**Stated exercise:**
Only the lines from the one holding "floor and report the pixel coordinates." to the end of the data should be echoed, exactly as they appear, minus the pictures.

**Listed records:**
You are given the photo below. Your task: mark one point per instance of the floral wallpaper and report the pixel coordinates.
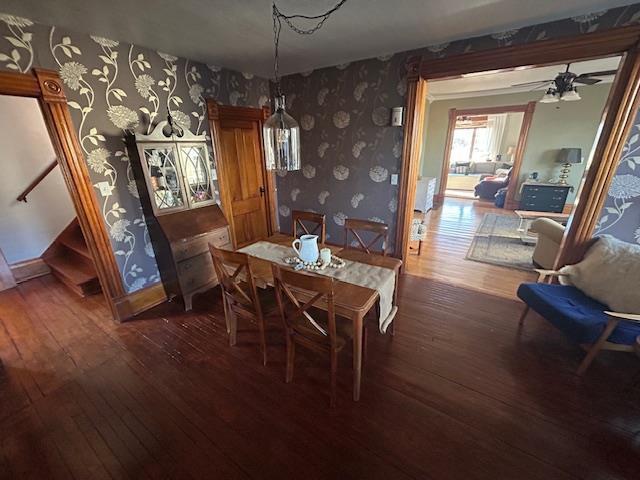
(113, 88)
(621, 214)
(349, 151)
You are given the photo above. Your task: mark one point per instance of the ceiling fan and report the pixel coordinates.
(563, 85)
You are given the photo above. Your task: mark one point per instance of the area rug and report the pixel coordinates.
(497, 242)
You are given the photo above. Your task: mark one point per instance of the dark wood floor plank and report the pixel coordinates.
(459, 392)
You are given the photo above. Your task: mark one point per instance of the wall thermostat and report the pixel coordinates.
(396, 116)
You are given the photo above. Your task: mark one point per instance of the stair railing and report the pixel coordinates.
(23, 196)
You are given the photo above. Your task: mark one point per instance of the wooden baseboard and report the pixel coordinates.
(28, 269)
(137, 302)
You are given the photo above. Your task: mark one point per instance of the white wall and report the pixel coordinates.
(27, 229)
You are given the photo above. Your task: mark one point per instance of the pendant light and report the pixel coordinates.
(281, 132)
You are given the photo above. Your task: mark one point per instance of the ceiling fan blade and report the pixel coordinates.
(604, 73)
(531, 84)
(587, 80)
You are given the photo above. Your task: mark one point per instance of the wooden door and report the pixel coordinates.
(244, 185)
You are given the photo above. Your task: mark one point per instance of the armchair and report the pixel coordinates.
(584, 320)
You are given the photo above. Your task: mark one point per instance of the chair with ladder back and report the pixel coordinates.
(240, 296)
(376, 231)
(307, 325)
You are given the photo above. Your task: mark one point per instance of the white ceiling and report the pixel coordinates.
(238, 33)
(498, 83)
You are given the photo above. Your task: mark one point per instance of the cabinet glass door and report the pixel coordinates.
(197, 174)
(165, 184)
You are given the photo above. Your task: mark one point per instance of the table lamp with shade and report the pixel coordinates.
(568, 157)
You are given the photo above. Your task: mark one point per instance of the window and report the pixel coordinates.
(470, 143)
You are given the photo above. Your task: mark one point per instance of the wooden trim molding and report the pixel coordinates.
(137, 302)
(543, 52)
(7, 278)
(446, 164)
(28, 269)
(510, 199)
(618, 118)
(215, 111)
(411, 153)
(46, 86)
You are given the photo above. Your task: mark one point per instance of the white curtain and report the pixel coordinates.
(496, 124)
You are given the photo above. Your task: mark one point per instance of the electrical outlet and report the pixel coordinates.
(105, 188)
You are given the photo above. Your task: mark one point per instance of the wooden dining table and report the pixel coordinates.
(351, 301)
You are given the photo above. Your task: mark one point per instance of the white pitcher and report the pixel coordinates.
(306, 247)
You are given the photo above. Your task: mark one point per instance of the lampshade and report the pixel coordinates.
(549, 97)
(281, 139)
(569, 155)
(571, 96)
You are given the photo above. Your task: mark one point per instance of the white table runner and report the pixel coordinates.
(381, 279)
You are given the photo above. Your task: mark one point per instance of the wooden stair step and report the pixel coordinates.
(75, 272)
(75, 242)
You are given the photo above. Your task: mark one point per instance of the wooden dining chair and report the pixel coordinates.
(376, 230)
(307, 325)
(317, 223)
(240, 296)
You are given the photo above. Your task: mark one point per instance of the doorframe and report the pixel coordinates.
(527, 109)
(46, 87)
(617, 119)
(214, 109)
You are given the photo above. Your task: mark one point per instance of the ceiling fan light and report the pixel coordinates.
(571, 96)
(549, 97)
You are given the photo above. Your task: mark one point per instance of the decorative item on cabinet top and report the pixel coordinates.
(174, 175)
(178, 171)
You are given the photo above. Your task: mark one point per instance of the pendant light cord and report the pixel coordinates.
(279, 17)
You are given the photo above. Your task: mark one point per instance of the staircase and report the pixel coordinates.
(70, 261)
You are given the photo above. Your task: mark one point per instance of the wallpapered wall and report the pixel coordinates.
(113, 87)
(621, 215)
(349, 151)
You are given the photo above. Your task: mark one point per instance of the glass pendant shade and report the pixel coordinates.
(281, 139)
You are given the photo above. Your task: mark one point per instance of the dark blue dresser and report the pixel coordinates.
(543, 197)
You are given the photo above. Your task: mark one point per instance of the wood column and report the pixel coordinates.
(618, 119)
(76, 175)
(411, 153)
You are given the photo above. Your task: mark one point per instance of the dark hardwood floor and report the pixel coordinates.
(450, 231)
(458, 393)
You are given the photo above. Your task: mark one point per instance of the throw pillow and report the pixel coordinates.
(609, 273)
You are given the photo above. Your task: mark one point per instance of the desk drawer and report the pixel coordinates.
(195, 246)
(195, 272)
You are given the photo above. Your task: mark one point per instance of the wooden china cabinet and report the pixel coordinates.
(175, 177)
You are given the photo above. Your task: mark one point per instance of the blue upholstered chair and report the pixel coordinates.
(582, 319)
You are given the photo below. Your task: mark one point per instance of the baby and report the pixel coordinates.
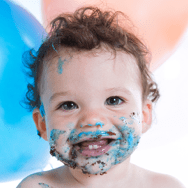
(92, 100)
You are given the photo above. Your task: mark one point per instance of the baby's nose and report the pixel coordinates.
(92, 119)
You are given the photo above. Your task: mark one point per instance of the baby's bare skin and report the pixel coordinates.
(105, 78)
(62, 178)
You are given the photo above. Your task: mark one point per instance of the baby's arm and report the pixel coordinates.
(34, 181)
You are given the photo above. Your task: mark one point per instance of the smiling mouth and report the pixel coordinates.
(95, 147)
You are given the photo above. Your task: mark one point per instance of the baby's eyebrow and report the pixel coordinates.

**Result for this task:**
You are given the photo above. Your task: mark one point per instance of the dark hardwood floor and report the pixel coordinates.
(450, 231)
(458, 393)
You are given the photo above. Your task: mark one point per instance of the throw pillow and report the pixel coordinates.
(609, 273)
You are given the photo above. Your task: mark one point per instance of the desk drawer and report the pixel coordinates.
(195, 246)
(195, 272)
You are given the photo above. Your task: mark one point per instance of the wooden china cabinet and report the pixel coordinates.
(175, 177)
You are given the photo above. Your task: mark one point per instance of the blue upholstered chair and report the pixel coordinates.
(582, 319)
You are given the photo below. Your task: mark one point per instance of the baby and report the pixel coordinates.
(92, 100)
You are given the photo above. Your task: mark one point per instance of the baby's nose and report the pixel coordinates.
(92, 119)
You are given the photo above. Your task: mark one point per instance of the baby's bare skin and report the pixel coordinates.
(105, 78)
(62, 178)
You are given the photo above. Your task: mark one point per instance of the baby's arm and report the pixel coordinates.
(34, 181)
You are given the photo above. Your task: mark one point per instance of the smiling mouth and report the pixel coordinates.
(95, 147)
You are given the photo above. Your task: mark one point per instance of the baby's eyebrow and report the pixel coordinates.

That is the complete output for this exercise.